▼

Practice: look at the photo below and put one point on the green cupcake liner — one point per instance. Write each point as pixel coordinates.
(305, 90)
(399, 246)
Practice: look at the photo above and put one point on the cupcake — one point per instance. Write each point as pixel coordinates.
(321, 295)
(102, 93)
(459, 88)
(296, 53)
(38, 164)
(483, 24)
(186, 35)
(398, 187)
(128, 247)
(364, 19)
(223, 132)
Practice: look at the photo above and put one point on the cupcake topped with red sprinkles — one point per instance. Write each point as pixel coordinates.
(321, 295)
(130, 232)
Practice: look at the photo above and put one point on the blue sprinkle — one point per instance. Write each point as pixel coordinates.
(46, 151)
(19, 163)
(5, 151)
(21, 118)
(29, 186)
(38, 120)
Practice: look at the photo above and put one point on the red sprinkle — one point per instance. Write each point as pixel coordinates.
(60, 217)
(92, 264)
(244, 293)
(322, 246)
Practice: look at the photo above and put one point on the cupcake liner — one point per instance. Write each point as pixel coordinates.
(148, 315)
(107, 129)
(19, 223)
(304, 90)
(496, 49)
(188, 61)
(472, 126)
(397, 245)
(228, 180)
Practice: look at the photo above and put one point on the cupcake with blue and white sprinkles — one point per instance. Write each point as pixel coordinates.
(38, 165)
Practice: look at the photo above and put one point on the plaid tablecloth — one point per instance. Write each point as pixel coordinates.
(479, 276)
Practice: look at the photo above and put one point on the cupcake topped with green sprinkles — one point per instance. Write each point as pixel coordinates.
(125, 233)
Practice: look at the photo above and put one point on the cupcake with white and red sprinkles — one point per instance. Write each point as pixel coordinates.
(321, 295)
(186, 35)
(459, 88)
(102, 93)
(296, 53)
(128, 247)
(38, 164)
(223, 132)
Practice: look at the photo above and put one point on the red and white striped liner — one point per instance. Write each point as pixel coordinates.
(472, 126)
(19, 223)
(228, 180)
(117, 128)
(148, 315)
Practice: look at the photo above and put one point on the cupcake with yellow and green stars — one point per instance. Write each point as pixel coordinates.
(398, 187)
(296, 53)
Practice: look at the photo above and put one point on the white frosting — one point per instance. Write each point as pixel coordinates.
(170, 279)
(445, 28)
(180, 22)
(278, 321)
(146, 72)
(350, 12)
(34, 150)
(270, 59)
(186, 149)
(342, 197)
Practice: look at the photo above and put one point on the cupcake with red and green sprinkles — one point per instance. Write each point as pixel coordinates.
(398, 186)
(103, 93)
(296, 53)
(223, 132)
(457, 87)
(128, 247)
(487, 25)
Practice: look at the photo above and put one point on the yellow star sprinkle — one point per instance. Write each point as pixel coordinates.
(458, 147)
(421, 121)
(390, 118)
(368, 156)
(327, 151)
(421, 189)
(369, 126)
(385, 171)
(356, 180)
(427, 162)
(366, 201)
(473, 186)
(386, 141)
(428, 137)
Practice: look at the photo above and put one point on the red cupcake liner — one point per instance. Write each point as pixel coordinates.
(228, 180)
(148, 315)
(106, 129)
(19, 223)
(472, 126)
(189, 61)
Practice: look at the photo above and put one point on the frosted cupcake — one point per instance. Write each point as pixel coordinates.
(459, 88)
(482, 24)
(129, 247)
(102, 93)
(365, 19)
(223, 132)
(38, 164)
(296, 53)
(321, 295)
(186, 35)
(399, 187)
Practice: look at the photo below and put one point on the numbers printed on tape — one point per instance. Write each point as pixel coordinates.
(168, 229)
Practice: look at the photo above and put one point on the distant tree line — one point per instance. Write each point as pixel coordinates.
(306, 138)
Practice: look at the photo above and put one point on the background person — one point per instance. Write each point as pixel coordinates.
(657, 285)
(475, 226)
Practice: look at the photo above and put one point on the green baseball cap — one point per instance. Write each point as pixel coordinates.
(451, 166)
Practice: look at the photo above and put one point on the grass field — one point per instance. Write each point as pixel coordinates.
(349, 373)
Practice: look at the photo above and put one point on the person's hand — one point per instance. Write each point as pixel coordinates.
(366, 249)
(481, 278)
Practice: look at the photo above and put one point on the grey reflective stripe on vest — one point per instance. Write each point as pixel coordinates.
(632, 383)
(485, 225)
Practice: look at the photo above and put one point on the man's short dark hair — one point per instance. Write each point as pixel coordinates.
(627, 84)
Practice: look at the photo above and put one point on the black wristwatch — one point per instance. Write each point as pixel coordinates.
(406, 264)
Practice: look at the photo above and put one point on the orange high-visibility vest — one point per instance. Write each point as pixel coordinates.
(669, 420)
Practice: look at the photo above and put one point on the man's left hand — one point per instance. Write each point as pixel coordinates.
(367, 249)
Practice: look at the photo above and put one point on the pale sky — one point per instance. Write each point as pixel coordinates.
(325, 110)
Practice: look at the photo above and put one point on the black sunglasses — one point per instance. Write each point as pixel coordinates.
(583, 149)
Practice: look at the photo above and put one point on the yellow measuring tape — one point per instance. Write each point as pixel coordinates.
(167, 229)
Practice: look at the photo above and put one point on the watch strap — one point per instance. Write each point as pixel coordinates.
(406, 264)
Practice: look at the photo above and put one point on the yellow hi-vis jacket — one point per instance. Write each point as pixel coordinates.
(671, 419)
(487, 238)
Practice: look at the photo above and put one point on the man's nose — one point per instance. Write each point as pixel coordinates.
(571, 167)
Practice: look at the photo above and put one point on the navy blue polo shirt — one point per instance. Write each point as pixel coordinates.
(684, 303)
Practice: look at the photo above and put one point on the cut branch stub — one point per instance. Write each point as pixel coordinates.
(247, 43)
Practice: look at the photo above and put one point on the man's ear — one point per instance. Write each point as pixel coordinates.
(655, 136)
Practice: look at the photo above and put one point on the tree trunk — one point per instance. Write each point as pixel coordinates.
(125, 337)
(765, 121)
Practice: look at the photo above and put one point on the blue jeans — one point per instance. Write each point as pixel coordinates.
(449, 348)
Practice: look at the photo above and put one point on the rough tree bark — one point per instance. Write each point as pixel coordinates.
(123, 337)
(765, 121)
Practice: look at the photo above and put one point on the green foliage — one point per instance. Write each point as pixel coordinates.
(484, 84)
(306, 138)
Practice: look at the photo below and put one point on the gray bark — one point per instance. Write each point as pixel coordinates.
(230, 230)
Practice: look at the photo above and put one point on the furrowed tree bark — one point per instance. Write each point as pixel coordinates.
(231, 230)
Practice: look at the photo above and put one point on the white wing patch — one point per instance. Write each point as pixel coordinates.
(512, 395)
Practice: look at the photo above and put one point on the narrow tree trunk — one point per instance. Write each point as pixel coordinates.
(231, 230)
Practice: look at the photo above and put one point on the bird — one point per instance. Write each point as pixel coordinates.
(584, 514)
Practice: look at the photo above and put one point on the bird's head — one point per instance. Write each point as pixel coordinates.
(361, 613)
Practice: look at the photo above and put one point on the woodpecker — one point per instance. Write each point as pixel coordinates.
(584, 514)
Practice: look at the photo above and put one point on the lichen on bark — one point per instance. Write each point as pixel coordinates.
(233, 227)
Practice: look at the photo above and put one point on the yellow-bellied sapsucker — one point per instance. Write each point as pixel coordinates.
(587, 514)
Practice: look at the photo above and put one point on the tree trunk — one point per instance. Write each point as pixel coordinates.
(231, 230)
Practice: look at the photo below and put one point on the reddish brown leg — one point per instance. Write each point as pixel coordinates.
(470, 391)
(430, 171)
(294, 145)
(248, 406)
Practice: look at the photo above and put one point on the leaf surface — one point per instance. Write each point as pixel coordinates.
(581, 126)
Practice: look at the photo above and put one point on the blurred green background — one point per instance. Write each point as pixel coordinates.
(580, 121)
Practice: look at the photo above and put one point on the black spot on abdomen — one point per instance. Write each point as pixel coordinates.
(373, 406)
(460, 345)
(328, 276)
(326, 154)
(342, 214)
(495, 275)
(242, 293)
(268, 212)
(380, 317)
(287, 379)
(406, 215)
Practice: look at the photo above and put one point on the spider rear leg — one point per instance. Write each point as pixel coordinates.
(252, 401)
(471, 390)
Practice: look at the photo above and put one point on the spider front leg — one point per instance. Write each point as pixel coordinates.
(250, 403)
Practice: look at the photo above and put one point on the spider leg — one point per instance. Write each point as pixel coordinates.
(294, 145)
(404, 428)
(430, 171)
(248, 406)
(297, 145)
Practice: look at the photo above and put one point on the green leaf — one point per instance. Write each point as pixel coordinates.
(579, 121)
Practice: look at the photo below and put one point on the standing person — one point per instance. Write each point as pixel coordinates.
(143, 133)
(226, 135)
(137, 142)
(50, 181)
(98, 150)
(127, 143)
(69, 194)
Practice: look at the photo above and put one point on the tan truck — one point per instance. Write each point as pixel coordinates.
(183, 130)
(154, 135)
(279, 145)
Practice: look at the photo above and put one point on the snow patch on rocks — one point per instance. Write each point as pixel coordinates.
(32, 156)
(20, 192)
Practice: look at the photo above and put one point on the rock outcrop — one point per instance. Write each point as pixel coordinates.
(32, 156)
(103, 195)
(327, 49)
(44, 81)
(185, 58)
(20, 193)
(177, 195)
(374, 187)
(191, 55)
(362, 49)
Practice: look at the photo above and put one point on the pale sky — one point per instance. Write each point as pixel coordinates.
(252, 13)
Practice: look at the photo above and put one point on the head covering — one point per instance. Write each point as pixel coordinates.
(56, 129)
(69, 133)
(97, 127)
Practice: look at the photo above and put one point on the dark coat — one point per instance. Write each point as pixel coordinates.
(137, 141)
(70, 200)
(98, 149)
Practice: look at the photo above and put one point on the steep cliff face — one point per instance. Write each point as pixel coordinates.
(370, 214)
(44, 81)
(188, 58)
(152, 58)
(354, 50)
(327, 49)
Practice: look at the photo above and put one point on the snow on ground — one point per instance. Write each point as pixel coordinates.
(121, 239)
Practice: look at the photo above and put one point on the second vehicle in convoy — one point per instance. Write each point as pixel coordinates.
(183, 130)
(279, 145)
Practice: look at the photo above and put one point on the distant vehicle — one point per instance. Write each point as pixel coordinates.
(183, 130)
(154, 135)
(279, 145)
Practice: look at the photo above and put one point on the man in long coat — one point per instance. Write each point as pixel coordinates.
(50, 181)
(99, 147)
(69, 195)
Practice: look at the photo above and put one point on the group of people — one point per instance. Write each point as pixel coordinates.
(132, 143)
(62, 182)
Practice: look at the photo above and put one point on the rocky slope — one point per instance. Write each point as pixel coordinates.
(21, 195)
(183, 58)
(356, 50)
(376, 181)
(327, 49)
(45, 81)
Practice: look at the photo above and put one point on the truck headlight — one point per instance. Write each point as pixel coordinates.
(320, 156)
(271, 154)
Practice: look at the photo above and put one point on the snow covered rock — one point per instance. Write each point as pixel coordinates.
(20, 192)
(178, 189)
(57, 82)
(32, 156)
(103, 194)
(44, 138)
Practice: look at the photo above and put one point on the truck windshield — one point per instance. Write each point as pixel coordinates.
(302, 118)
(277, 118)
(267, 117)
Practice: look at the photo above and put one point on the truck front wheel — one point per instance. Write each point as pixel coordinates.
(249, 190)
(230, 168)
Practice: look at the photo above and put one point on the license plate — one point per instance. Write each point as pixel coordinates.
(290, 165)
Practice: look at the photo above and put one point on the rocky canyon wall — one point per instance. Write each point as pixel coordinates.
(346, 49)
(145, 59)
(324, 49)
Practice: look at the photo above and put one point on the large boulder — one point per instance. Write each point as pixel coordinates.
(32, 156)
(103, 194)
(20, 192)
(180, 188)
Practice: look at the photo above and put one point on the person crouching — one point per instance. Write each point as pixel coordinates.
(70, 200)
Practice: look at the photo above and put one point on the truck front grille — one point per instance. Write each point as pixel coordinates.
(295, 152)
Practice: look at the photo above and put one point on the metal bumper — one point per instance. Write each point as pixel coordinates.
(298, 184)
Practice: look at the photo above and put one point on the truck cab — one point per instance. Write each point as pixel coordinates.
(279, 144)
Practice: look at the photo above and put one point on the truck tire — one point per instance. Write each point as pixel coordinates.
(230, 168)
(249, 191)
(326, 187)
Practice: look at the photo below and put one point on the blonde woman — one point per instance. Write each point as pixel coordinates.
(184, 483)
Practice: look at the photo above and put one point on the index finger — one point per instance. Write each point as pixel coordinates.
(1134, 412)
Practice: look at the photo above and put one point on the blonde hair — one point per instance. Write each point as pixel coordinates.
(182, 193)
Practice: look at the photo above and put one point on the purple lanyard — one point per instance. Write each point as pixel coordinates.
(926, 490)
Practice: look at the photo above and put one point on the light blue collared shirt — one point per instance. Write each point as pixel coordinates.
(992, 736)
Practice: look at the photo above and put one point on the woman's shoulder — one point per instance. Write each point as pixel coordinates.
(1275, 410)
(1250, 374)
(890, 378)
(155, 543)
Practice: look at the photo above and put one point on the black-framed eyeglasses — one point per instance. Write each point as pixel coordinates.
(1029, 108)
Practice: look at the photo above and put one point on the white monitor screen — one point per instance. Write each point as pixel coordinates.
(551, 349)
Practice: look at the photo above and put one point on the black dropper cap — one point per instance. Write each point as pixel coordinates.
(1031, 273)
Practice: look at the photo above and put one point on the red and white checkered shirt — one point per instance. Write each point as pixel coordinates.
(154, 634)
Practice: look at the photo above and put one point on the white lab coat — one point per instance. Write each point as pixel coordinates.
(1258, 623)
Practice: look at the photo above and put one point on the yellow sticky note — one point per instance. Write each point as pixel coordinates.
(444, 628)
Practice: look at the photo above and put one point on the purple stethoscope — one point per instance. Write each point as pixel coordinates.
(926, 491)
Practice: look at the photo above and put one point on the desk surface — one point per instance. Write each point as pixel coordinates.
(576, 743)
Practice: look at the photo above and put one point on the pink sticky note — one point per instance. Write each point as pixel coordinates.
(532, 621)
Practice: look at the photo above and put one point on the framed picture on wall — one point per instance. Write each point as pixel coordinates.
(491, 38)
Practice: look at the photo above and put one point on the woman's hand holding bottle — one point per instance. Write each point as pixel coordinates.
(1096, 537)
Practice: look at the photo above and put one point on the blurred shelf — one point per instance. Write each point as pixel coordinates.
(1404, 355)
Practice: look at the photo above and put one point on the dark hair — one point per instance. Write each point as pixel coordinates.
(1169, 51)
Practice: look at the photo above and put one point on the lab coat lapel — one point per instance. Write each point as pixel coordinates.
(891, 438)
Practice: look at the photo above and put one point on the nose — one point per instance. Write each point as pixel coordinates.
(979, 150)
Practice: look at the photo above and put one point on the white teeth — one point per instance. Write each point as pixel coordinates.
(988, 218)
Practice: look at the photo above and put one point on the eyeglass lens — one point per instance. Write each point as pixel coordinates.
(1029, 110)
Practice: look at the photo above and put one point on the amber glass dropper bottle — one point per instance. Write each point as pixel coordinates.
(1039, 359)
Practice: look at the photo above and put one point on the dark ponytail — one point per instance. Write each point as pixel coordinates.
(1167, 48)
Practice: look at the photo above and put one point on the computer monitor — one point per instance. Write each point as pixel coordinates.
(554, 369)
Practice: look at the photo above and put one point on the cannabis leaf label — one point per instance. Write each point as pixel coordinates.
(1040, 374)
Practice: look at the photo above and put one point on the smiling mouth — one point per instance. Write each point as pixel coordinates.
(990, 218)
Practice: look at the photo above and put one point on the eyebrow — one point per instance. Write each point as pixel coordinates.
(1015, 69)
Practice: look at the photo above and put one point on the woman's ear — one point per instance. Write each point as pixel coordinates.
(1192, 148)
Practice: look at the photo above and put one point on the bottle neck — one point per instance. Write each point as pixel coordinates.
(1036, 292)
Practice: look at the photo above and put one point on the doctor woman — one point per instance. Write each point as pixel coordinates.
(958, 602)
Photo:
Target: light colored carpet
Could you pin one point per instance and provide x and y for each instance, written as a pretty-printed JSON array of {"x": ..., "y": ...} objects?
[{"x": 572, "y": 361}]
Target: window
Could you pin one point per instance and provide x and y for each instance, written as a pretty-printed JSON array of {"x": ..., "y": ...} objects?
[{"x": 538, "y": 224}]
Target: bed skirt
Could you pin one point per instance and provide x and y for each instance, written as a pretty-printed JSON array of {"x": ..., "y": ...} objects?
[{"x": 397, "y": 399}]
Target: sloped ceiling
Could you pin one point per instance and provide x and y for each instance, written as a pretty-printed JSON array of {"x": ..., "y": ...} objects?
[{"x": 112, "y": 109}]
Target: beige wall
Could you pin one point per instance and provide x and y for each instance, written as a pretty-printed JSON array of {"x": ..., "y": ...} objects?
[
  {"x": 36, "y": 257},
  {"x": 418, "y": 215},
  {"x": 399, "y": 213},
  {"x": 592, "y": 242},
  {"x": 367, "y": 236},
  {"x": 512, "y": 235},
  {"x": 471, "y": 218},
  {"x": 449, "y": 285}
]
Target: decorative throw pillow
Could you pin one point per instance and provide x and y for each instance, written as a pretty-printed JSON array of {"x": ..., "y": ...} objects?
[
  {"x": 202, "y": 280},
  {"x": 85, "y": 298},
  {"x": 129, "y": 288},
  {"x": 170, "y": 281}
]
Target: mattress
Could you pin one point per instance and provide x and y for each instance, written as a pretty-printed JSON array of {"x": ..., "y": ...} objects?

▲

Search the data for "Target: beige wall". Beginning with that line, set down every line through the last exactly.

Target: beige wall
Could you pin one point per instance and provide x and y for each instance, written as a pretty-printed JSON array of {"x": ..., "y": ...} objects?
[
  {"x": 36, "y": 257},
  {"x": 418, "y": 215},
  {"x": 399, "y": 213},
  {"x": 592, "y": 242},
  {"x": 367, "y": 236},
  {"x": 512, "y": 235},
  {"x": 471, "y": 218},
  {"x": 449, "y": 285}
]
Target: decorative throw pillow
Could you pin one point per instance and provide x and y for each instance, written as a pretty-printed JSON array of {"x": ..., "y": ...} objects?
[
  {"x": 202, "y": 280},
  {"x": 85, "y": 298},
  {"x": 129, "y": 288},
  {"x": 170, "y": 281}
]
Target: mattress
Could you pin one point per instance and provide x and y for each instance, written as a pretty-printed JSON array of {"x": ..., "y": ...} objects?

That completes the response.